# [READING PASSAGE]
_ _ _
Multi-Layer Perceptron Neural Networks

Key Concepts

Hidden Layers
An MLP contains one or more hidden layers between the input and output.
Each hidden layer applies a linear transformation followed by a non-linear activation function:
$H_\ell = f_\ell(H_{\ell-1} W_\ell + \mathbf{1} b_\ell^\top)$
where:
- $H_{\ell-1}$ is the previous layer’s output (with $H_0 = X$).
- $W_\ell, b_\ell$ are the weight matrix and bias vector for layer $\ell$.
- $f_\ell(\cdot)$ is a non-linear activation (e.g., ReLU, tanh, sigmoid).
Deep Representations
Multiple hidden layers allow the network to learn hierarchical feature representations.
- Early layers capture low-level patterns (e.g., edges in images).
- Deeper layers capture higher-level abstractions (e.g., object shapes).
Activation Functions
Unlike the single-layer perceptron (which often uses only sigmoid), MLPs commonly use:
- ReLU: $f(x) = \max(0, x)$ (default in modern deep learning).
- Tanh: rescales input to $[-1,1]$.
- Sigmoid: mainly used in the output layer for binary classification.
Output Layer
- For binary classification: sigmoid function produces $p = \sigma(z)$.
- For multi-class classification: softmax produces probability distribution over $K$ classes:
  $p_k = \frac{\exp(z_k)}{\sum_{j=1}^K \exp(z_j)} \quad (k=1,\dots,K)$
Loss Function (Extension)
- Binary case: same as SLP (binary cross-entropy).
- Multi-class case: categorical cross-entropy with one-hot labels:
  $\mathcal{L} = -\frac{1}{m} \sum_{i=1}^m \sum_{k=1}^K y_{i,k} \log p_{i,k}$
Backpropagation Through Layers
The error signal is propagated backward through each layer using the chain rule, enabling gradient computation for all parameters:
$\frac{\partial \mathcal{L}}{\partial W_\ell}, \quad \frac{\partial \mathcal{L}}{\partial b_\ell}, \quad \ell = 1,\dots,L$
Universal Approximation
With enough hidden units, an MLP can approximate any continuous function on a compact domain.
This property underlies its power as a general-purpose function approximator.
_ _ _
# [GIVEN RECORDS]
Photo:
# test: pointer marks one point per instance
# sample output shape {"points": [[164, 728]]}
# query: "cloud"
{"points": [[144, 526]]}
_ _ _
# [PROBLEM SET]
a: List the section headings that appear under "Key Concepts" in the multi-layer perceptron notes.
b: Extend the multi-layer perceptron notes with a new section after "Universal Approximation," matching their headings, bullets and formulas.

# [EXPECTED RESULTS]
a:
Hidden Layers
Deep Representations
Activation Functions
Output Layer
Loss Function (Extension)
Backpropagation Through Layers
Universal Approximation

b:
Architecture of a Multi-Layer Perceptron Neural Network

Formulas

Input
- Mini-batch input: $X \in \mathbb{R}^{m \times n}$
- where:
  - $m$ = batch size
  - $n$ = number of features
- Parameters: $W_1 \in \mathbb{R}^{n \times k_1}, \quad b_1 \in \mathbb{R}^{k_1}$ $W_2 \in \mathbb{R}^{k_1 \times k_2}, \quad b_2 \in \mathbb{R}^{k_2}$ $w_3 \in \mathbb{R}^{k_2}, \quad b_3 \in \mathbb{R}$
Forward Propagation
1. Hidden Layer 1 $H_1 = f_1\!\big( X W_1 + \mathbf{1} b_1^\top \big) \quad \in \mathbb{R}^{m \times k_1}$
2. Hidden Layer 2 $H_2 = f_2\!\big( H_1 W_2 + \mathbf{1} b_2^\top \big) \quad \in \mathbb{R}^{m \times k_2}$
3. Output Pre-activation $z = H_2 w_3 + b_3 \mathbf{1} \quad \in \mathbb{R}^{m}$
4. Sigmoid Activation $p = \sigma(z) = \frac{1}{1 + e^{-z}} \quad \in \mathbb{R}^{m}$
Prediction $\hat{y}_i = \begin{cases} 1, & \text{if } p_i \geq \tau \\ 0, & \text{if } p_i < \tau \end{cases}$ with threshold $\tau = 0.5$.
Loss Function (Binary Cross-Entropy)

For a batch: $\mathcal{L} = -\frac{1}{m} \sum_{i=1}^m \Big( y_i \log(p_i) + (1-y_i)\log(1-p_i) \Big)$

Vectorised form: $\mathcal{L} = -\frac{1}{m} \Big[ y^\top \log p + (1-y)^\top \log (1-p) \Big]$
Backpropagation (Gradients)
- Output layer: $\frac{\partial \mathcal{L}}{\partial z} = p - y \quad \in \mathbb{R}^m$
- Gradients for output weights and bias: $\frac{\partial \mathcal{L}}{\partial w_3} = \frac{1}{m} H_2^\top (p-y)$ $\frac{\partial \mathcal{L}}{\partial b_3} = \frac{1}{m} \mathbf{1}^\top (p-y)$
- Hidden layers (chain rule with chosen activations $f_1, f_2$).
Parameter Update (Gradient Descent)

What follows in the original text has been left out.